What is required ▸ Can you rename "positive clicks" to "foreground clicks" in the data from the line with "You are to write" up to and including the line with "positive clicks: (505, 63)", then write out only those lines with nothing else changed?

Data records ▸

►

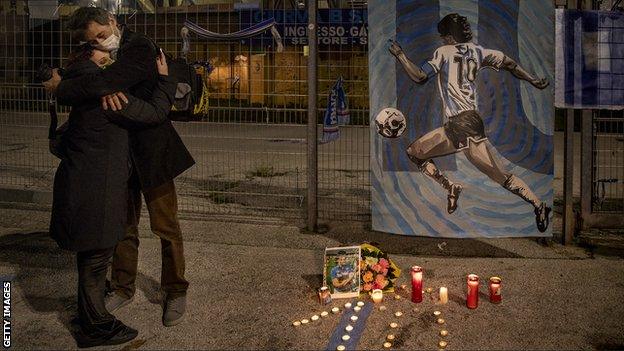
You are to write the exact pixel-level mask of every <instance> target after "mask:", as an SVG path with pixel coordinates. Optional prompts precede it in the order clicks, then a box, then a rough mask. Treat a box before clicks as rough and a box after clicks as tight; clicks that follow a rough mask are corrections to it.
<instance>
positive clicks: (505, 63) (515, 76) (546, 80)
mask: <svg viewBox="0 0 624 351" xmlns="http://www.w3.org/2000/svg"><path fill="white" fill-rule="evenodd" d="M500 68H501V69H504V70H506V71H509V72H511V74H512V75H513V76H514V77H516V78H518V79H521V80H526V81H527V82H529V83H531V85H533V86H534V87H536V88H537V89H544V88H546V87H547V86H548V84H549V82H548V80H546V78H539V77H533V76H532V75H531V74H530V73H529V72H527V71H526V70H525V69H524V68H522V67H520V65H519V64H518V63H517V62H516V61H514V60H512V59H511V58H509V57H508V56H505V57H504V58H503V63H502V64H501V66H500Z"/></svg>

◄
►

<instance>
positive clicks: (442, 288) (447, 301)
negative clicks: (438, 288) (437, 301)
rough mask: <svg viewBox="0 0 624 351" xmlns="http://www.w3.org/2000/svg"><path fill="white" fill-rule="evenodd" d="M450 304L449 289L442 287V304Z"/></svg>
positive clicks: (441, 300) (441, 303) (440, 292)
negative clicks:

◄

Exercise answer ▸
You are to write the exact pixel-level mask of every <instance> target after "mask:", as an SVG path with pixel coordinates. Optional prompts precede it in the order clicks, then a box, then a rough mask. Treat a box before clicks as rough and a box after clicks as tight; clicks that follow a rough mask are corrections to it.
<instance>
foreground clicks: (505, 63) (515, 76) (546, 80)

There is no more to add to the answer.